» Job: Print the material below verbatim, keeping every line, bracket, and number unchanged.

- - - -

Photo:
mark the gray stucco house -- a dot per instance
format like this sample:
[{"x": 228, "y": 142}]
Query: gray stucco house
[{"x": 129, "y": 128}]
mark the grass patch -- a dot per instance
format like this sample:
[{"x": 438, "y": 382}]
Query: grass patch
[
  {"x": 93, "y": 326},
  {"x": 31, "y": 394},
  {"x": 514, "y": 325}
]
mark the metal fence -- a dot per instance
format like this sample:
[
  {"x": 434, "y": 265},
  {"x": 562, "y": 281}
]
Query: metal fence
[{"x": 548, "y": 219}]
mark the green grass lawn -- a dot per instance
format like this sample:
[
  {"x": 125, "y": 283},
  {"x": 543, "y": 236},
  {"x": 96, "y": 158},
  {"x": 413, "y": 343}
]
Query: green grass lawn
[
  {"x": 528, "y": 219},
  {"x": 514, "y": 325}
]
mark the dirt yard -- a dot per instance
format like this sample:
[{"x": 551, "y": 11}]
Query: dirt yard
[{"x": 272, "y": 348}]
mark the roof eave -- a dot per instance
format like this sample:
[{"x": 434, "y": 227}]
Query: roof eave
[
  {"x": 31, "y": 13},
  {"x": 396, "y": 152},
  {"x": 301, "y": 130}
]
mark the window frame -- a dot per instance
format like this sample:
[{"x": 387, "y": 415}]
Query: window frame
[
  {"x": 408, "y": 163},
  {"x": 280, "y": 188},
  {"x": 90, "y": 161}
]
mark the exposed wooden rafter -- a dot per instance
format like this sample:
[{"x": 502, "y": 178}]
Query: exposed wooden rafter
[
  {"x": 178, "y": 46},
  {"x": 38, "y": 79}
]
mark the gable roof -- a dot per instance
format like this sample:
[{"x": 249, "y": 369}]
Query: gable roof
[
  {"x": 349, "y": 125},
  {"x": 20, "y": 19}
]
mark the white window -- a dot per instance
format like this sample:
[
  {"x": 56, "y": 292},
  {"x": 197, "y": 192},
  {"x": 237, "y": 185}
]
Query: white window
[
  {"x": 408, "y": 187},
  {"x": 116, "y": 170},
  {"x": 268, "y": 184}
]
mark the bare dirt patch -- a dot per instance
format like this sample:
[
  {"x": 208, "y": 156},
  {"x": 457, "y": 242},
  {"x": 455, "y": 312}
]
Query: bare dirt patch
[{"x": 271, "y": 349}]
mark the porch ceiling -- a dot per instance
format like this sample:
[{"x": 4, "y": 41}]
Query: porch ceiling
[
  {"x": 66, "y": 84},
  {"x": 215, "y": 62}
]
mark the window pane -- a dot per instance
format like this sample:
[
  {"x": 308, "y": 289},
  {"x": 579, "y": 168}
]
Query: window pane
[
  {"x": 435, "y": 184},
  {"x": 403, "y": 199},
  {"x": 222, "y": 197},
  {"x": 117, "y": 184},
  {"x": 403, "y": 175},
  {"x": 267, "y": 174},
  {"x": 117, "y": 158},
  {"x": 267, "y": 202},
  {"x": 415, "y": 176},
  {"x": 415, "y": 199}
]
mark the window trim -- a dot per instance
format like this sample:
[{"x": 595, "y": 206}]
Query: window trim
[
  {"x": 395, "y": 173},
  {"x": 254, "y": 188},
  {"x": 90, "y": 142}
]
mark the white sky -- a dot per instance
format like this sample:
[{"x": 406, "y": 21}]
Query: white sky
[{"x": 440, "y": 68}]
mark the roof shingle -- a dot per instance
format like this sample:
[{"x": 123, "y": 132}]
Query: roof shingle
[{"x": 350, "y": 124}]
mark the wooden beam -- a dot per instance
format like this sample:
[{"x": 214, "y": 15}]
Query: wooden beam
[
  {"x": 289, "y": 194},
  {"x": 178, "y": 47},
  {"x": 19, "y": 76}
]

- - - -

» Written answer:
Photo:
mark the gray stucco house -- a dot per instance
format like this sample:
[{"x": 228, "y": 142}]
Query: gray stucco house
[{"x": 129, "y": 128}]
mark the grass patch -- a dot per instance
format like this sample:
[{"x": 438, "y": 382}]
Query: grass patch
[
  {"x": 93, "y": 326},
  {"x": 31, "y": 394},
  {"x": 514, "y": 325}
]
mark the metal fence -- a dot per instance
format like this sample:
[
  {"x": 434, "y": 265},
  {"x": 562, "y": 281}
]
Query: metal fence
[{"x": 548, "y": 219}]
mark the green grass lawn -- a dot per instance
format like this sample:
[
  {"x": 125, "y": 283},
  {"x": 543, "y": 236},
  {"x": 96, "y": 158},
  {"x": 413, "y": 343}
]
Query: green grass lawn
[
  {"x": 528, "y": 219},
  {"x": 514, "y": 325}
]
mark the dirt yard -- a dot per instance
format like this sample:
[{"x": 551, "y": 11}]
Query: dirt yard
[{"x": 272, "y": 348}]
mark the roof eave -- a dot per instance
format like this sample:
[{"x": 434, "y": 227}]
Query: roof eave
[
  {"x": 31, "y": 13},
  {"x": 396, "y": 152},
  {"x": 301, "y": 130}
]
mark the window frame -- a dot per instance
format like this sample:
[{"x": 387, "y": 415}]
Query: window frame
[
  {"x": 408, "y": 163},
  {"x": 280, "y": 188},
  {"x": 90, "y": 161}
]
mark the exposed wooden rafter -- a dot per instance
format like this sample:
[{"x": 502, "y": 178}]
Query: exposed wooden rafter
[
  {"x": 178, "y": 46},
  {"x": 38, "y": 79}
]
mark the gable roof -- a dot per instance
format like this sample:
[{"x": 249, "y": 369}]
Query: gable roof
[
  {"x": 349, "y": 125},
  {"x": 20, "y": 19}
]
mark the white window -- a dot per instance
format like this sample:
[
  {"x": 56, "y": 292},
  {"x": 197, "y": 192},
  {"x": 237, "y": 185}
]
Query: white window
[
  {"x": 408, "y": 187},
  {"x": 116, "y": 170},
  {"x": 268, "y": 184}
]
mark the bare dirt patch -- a dot per instance
format like this sample:
[
  {"x": 208, "y": 156},
  {"x": 457, "y": 242},
  {"x": 455, "y": 312}
]
Query: bare dirt patch
[{"x": 271, "y": 349}]
mark the porch ceiling -- a dot per instance
format like this sample:
[{"x": 4, "y": 41}]
Query: porch ceiling
[
  {"x": 66, "y": 84},
  {"x": 215, "y": 62}
]
mark the window pane -- a dot per instance
format like this sample:
[
  {"x": 308, "y": 289},
  {"x": 579, "y": 168}
]
Query: window pane
[
  {"x": 435, "y": 184},
  {"x": 403, "y": 199},
  {"x": 222, "y": 197},
  {"x": 117, "y": 184},
  {"x": 403, "y": 175},
  {"x": 267, "y": 174},
  {"x": 117, "y": 158},
  {"x": 267, "y": 202},
  {"x": 415, "y": 176},
  {"x": 415, "y": 199}
]
mark the window trim -- a dot per instance
format like this sample:
[{"x": 595, "y": 206}]
Query: window trim
[
  {"x": 395, "y": 173},
  {"x": 254, "y": 188},
  {"x": 90, "y": 142}
]
mark the white sky -- a dot per instance
format like this sample:
[{"x": 406, "y": 21}]
Query: white sky
[{"x": 440, "y": 68}]
mark the roof shingle -- a dot per instance
format like this sample:
[{"x": 123, "y": 132}]
Query: roof shingle
[{"x": 350, "y": 124}]
mark the wooden beam -- a dot per instance
format like this sample:
[{"x": 214, "y": 15}]
Query: wooden beam
[
  {"x": 289, "y": 194},
  {"x": 178, "y": 47},
  {"x": 19, "y": 76}
]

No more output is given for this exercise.